» Work to do
Look below for the line with "of the dress", and from there restate every line word for word until the entries end.
--------------------------------------------------
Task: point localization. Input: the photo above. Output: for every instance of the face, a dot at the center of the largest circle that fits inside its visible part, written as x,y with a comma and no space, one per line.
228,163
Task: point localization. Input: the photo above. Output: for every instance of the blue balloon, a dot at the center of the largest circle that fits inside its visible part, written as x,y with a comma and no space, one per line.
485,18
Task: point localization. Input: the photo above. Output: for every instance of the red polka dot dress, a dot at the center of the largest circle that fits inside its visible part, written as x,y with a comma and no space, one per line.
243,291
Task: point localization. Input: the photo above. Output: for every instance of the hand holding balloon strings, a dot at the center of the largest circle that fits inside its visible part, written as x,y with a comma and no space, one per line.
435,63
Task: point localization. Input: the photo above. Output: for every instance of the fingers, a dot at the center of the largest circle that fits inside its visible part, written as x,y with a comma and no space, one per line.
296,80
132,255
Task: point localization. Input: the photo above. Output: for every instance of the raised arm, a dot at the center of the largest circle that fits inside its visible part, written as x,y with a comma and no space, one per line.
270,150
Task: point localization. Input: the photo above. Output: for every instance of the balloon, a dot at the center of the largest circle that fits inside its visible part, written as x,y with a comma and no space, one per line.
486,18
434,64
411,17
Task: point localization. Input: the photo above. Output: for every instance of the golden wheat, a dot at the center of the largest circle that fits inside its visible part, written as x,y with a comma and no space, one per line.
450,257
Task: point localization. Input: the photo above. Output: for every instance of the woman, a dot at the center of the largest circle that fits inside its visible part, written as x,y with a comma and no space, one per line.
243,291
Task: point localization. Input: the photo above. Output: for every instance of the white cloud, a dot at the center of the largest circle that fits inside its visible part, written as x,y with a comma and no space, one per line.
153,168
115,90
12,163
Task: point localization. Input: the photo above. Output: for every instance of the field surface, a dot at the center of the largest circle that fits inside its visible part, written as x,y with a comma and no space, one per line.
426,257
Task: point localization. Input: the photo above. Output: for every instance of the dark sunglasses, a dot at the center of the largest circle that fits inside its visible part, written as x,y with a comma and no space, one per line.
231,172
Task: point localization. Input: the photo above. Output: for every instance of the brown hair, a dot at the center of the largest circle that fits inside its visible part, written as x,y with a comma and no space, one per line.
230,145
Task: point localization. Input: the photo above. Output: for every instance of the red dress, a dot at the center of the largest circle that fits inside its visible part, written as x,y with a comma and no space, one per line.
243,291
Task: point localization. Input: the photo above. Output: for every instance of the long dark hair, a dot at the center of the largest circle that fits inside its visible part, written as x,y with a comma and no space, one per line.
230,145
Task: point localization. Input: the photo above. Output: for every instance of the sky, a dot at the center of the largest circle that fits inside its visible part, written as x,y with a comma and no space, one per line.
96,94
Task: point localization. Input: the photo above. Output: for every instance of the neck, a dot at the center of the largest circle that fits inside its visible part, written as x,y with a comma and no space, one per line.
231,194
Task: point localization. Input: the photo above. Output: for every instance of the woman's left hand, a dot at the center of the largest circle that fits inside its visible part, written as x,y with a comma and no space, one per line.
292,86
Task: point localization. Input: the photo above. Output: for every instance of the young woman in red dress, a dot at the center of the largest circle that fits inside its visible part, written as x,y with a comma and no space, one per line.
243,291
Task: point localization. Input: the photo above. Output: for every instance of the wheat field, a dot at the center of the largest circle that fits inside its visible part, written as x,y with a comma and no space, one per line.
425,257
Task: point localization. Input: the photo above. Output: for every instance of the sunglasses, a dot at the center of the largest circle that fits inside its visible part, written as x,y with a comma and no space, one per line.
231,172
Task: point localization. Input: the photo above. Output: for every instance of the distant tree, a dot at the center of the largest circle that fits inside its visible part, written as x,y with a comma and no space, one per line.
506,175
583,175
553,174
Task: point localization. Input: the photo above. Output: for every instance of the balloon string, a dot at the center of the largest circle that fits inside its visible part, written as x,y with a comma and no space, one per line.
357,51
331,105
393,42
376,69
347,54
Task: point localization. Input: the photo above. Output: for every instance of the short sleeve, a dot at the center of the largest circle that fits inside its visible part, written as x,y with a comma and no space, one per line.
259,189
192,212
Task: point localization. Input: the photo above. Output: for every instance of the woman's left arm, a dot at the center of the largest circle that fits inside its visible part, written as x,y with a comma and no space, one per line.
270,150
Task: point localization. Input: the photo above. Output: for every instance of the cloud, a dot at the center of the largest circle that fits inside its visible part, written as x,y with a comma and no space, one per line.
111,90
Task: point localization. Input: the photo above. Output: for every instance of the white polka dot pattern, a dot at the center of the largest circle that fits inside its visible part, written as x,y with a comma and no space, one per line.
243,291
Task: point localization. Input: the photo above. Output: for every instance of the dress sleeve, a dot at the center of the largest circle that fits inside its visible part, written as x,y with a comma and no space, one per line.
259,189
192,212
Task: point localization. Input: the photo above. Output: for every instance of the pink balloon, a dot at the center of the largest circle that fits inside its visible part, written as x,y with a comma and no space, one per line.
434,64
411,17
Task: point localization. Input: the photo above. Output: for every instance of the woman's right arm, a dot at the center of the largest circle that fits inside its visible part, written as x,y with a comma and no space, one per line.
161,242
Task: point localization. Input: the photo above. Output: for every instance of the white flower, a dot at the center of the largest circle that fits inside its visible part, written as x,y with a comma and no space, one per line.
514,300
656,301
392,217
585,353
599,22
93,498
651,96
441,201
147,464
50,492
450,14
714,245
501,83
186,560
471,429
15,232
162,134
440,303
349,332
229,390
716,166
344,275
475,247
--------------------------------------------------
» Full response
Task: point localization. Input: the photo above. Output: for every instance of the dress sleeve, a dot at the center of the largest circle that fits inside its visible part, written as x,y with a comma and no space, one per line.
259,189
192,212
Task: point localization. Input: the photo above. Output: for every instance of the pink balloon, a dot at the center of the largest circle that fits inside its visible part, written as x,y with a comma and no space, one per line.
434,64
411,17
Task: point localization. Input: the photo above. Output: for every instance of the woman's right arm, a dot at the center of the largest circle that fits inside its visible part, written as x,y with a comma and no space, one per line.
161,242
Task: point localization. Input: the photo above. Output: for every instance of the white flower, a dot at the center of the largest circle that fits inside its visible part, written as x,y with a comma and no space, one per line.
514,300
656,301
392,217
585,353
599,22
93,498
651,96
441,201
147,464
50,492
450,14
714,245
501,83
186,560
471,429
15,232
162,134
440,303
349,332
229,390
716,166
344,275
475,247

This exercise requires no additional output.